> _EXERCISE REQUIREMENTS_
Begin at the first line below and copy each line exactly, ending with the line where "294, row 125" appears.

EXCERPTED RECORDS Block Start

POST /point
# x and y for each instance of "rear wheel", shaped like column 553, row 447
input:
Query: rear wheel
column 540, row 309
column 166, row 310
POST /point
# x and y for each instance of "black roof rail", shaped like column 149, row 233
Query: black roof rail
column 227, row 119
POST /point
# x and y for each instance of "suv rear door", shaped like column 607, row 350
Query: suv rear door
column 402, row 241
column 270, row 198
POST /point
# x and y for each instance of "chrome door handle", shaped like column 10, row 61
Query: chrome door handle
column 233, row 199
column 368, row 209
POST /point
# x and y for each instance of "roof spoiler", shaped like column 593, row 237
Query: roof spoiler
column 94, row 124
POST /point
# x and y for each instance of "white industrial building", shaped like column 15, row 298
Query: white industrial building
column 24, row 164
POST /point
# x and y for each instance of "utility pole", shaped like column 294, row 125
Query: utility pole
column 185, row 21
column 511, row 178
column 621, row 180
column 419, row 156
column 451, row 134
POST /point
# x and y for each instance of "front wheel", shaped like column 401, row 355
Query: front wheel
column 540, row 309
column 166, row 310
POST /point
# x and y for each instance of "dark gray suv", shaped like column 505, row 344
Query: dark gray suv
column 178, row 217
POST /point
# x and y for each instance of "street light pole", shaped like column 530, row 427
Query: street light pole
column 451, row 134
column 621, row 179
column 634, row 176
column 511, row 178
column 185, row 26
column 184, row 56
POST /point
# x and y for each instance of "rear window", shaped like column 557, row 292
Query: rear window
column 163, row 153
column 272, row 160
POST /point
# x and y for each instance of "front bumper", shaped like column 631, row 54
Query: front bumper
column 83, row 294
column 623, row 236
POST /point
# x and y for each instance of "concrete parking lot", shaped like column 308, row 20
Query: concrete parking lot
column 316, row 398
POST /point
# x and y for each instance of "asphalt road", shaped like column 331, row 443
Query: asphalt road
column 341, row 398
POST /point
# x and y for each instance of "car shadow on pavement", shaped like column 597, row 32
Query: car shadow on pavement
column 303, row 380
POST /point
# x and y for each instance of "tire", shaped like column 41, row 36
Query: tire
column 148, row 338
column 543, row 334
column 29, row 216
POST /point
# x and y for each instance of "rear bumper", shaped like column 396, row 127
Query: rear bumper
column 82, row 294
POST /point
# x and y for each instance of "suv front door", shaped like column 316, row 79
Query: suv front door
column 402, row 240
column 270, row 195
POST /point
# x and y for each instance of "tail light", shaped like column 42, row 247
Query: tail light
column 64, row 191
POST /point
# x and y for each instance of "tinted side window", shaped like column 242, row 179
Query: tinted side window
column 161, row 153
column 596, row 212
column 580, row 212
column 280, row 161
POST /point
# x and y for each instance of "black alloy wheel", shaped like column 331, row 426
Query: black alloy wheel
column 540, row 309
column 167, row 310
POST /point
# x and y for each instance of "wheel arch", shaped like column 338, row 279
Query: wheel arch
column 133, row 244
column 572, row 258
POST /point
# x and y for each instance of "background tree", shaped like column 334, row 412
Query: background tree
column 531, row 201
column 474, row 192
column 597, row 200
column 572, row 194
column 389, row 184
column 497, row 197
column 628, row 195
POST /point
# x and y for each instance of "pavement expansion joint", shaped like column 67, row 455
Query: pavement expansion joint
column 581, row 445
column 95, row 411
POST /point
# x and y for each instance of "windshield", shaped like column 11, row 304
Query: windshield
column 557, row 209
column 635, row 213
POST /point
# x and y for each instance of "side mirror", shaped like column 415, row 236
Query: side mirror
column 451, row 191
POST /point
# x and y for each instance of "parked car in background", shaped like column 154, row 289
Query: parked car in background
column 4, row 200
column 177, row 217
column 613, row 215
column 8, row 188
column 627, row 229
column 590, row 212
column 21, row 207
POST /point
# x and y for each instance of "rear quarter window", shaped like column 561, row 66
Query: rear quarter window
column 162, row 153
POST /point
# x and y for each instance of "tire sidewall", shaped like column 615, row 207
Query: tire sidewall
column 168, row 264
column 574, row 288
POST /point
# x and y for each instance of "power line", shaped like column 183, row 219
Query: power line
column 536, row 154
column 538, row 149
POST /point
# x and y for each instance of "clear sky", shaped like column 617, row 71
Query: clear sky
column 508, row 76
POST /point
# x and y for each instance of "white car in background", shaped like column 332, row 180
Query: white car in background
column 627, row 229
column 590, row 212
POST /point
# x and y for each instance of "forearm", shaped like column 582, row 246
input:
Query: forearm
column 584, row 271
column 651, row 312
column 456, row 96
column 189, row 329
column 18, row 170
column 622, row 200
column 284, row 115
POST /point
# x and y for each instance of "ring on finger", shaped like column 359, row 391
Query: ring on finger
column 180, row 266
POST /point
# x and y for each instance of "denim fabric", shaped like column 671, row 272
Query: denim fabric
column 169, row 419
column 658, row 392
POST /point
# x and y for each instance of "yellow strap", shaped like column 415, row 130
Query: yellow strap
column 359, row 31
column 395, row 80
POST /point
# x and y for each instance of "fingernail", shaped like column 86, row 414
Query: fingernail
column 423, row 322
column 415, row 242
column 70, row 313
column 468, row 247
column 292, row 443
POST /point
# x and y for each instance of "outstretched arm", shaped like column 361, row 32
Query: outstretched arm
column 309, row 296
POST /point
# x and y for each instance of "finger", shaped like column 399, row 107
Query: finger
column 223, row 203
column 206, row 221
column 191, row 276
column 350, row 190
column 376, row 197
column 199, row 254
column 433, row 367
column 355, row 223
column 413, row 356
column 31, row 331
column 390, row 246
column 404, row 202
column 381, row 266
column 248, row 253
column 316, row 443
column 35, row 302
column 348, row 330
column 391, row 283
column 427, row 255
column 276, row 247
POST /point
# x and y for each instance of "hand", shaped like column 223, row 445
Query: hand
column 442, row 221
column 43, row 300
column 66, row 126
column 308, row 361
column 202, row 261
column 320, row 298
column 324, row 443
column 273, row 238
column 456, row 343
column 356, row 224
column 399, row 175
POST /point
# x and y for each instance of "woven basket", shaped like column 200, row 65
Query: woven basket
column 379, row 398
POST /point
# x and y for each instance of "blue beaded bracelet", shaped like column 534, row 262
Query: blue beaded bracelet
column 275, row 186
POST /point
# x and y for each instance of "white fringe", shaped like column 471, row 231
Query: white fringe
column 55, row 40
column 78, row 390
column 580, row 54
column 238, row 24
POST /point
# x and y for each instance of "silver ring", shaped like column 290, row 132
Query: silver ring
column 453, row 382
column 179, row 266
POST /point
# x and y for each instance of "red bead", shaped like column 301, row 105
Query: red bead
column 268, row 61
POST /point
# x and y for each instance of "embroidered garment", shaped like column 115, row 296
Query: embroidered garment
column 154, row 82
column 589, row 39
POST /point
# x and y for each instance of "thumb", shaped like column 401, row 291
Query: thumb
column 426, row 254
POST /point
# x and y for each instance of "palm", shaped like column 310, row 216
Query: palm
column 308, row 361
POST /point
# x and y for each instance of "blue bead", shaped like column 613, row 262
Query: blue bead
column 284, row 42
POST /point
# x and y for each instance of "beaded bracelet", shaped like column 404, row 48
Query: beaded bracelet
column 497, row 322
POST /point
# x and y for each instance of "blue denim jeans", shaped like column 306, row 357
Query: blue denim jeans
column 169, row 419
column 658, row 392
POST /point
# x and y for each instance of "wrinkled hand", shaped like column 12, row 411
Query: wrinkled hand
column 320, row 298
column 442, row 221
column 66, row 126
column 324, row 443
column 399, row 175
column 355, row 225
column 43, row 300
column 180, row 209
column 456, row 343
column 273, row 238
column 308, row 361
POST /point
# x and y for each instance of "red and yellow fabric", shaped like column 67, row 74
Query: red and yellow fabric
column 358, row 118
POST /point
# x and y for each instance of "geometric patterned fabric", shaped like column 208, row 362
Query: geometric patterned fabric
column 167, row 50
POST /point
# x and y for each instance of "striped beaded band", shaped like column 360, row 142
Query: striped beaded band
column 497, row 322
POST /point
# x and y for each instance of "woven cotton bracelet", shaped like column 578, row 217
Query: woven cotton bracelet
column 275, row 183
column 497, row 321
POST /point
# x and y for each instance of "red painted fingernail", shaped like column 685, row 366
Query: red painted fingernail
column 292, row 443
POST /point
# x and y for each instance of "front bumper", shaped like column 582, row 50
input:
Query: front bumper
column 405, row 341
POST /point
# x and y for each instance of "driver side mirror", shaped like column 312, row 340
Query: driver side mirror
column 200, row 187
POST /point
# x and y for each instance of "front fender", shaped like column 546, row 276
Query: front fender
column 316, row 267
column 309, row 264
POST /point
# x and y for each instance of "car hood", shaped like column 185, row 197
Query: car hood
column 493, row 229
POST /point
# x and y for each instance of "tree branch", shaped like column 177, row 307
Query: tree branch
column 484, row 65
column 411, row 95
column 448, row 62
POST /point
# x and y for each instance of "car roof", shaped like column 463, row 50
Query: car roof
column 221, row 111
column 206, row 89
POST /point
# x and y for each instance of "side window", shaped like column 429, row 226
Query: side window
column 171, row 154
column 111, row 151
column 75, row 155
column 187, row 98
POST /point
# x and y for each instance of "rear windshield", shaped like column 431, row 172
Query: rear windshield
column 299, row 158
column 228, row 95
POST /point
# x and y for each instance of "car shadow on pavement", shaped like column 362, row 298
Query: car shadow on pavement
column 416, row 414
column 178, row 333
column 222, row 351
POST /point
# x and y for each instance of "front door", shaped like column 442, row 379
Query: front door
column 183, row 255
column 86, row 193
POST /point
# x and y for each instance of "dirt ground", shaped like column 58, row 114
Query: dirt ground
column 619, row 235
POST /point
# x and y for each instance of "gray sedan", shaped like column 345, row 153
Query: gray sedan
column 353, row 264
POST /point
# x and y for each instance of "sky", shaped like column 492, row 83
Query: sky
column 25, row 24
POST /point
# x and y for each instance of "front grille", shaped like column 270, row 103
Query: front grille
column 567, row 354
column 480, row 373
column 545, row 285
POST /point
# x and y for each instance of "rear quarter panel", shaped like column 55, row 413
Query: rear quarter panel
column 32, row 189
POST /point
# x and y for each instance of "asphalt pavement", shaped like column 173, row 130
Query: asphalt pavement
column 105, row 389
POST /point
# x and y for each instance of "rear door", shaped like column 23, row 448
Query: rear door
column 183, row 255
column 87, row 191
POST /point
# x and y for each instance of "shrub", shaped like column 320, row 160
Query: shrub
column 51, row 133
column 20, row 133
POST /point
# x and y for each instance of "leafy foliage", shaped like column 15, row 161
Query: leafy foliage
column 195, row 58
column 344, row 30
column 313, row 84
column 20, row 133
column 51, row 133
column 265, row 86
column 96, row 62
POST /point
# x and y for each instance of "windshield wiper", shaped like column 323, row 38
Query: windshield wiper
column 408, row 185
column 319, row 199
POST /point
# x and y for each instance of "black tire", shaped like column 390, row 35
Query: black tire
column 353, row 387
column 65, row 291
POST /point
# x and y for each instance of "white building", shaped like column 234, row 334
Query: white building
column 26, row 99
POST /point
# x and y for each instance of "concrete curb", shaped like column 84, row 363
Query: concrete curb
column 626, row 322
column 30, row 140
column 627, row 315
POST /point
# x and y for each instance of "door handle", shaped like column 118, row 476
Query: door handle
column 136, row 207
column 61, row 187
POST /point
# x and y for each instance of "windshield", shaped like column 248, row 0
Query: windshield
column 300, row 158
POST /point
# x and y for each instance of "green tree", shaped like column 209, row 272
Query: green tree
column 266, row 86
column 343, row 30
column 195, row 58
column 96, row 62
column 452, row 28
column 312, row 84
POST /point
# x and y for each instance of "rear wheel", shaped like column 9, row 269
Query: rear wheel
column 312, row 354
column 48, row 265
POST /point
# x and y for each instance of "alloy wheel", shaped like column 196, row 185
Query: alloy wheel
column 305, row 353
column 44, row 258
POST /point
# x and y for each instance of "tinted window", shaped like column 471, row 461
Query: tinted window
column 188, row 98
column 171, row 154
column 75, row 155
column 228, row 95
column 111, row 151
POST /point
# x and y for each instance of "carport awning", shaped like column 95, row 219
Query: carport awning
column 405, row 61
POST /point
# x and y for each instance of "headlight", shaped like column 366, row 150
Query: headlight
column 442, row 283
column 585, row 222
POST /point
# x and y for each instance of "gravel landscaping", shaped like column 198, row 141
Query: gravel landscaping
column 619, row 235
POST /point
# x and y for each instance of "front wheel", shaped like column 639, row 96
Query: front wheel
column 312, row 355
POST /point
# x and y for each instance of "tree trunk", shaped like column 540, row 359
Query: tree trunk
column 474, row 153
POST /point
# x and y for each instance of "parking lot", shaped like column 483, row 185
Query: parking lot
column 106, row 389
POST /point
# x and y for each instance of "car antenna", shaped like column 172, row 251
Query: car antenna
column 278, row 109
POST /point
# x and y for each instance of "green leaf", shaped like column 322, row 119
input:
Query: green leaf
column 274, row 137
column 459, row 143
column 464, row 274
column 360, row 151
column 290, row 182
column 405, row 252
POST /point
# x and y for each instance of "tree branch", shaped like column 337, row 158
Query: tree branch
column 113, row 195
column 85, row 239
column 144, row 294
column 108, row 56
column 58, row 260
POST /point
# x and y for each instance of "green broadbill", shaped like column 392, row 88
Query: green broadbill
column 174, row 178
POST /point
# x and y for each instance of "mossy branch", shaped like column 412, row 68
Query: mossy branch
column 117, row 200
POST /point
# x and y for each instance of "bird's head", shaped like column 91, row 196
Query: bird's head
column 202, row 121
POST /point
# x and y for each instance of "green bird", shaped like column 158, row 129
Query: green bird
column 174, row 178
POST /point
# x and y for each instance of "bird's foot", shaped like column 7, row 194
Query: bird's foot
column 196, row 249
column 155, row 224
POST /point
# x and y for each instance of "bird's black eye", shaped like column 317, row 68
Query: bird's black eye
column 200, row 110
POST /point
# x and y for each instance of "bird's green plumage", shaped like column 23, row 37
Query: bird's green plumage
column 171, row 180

EXCERPTED RECORDS Block End

> _RESPONSE AREA_
POST /point
# x and y for each instance of "rear wheel", shaped like column 553, row 447
input:
Query: rear wheel
column 540, row 309
column 166, row 310
POST /point
# x and y for each instance of "black roof rail", shaped like column 149, row 233
Query: black roof rail
column 227, row 119
POST /point
# x and y for each instance of "suv rear door", shaped like column 607, row 350
Query: suv rear door
column 402, row 241
column 270, row 198
POST /point
# x and y for each instance of "chrome door handle", shaped like column 10, row 61
Query: chrome door handle
column 233, row 199
column 368, row 209
POST /point
# x and y for each instance of "roof spoiler", shaped like column 593, row 237
Query: roof spoiler
column 94, row 124
POST /point
# x and y for each instance of "white industrial building", shaped like column 15, row 298
Query: white industrial building
column 24, row 164
POST /point
# x and y for each instance of "utility pole", shaped like column 294, row 125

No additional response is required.